[Start of Data provided]
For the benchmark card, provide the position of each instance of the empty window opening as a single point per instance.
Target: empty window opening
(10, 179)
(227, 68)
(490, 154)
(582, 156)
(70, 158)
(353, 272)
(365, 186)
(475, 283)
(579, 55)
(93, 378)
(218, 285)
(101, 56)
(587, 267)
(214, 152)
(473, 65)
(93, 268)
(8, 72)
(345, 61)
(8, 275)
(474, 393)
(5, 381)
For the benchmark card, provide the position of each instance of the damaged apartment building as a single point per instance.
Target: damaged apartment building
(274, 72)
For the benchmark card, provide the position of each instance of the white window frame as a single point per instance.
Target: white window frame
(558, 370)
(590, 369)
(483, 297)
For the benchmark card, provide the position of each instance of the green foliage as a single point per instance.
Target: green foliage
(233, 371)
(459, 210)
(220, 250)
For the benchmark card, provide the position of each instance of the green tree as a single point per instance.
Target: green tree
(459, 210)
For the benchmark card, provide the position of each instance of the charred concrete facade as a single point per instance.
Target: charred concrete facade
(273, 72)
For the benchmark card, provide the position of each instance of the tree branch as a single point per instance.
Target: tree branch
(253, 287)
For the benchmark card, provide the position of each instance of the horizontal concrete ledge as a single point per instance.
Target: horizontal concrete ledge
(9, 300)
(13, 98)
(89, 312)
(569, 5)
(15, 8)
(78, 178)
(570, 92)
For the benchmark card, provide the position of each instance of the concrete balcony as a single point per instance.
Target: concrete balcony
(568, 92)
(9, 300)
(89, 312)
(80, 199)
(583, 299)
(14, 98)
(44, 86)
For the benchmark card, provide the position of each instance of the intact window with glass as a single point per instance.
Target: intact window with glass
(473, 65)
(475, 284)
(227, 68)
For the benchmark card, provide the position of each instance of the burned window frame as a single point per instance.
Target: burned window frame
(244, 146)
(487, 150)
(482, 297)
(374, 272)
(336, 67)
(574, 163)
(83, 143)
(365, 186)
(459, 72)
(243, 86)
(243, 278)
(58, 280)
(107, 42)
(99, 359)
[End of Data provided]
Exercise directions: Rewrite the records from the line that contains "ledge as a single point per instance." through the end of the records, replacing "concrete balcony" with "stone balcony" and leaving everything else unchanged. Give only those lines.

Problem solution:
For the benchmark card, provide the position of each instance of the horizontal concrete ledge as a single point per instance.
Target: horizontal concrete ledge
(9, 300)
(13, 98)
(89, 312)
(569, 5)
(15, 8)
(78, 178)
(570, 92)
For the benchmark card, provide the position of each instance of the stone balcony as a single point per instance.
Target: stone balcony
(568, 92)
(9, 300)
(89, 312)
(80, 199)
(583, 299)
(14, 98)
(44, 86)
For the benchmark card, provide the position of each instance of the intact window with glass as a single point per instance.
Target: intact window with glass
(473, 65)
(475, 284)
(227, 68)
For the benchmark card, provide the position of each instance of the burned window frame as a single point per instance.
Target: burned window frame
(244, 146)
(487, 150)
(482, 297)
(374, 272)
(336, 67)
(574, 163)
(83, 143)
(365, 186)
(459, 72)
(243, 86)
(243, 278)
(58, 280)
(107, 42)
(99, 359)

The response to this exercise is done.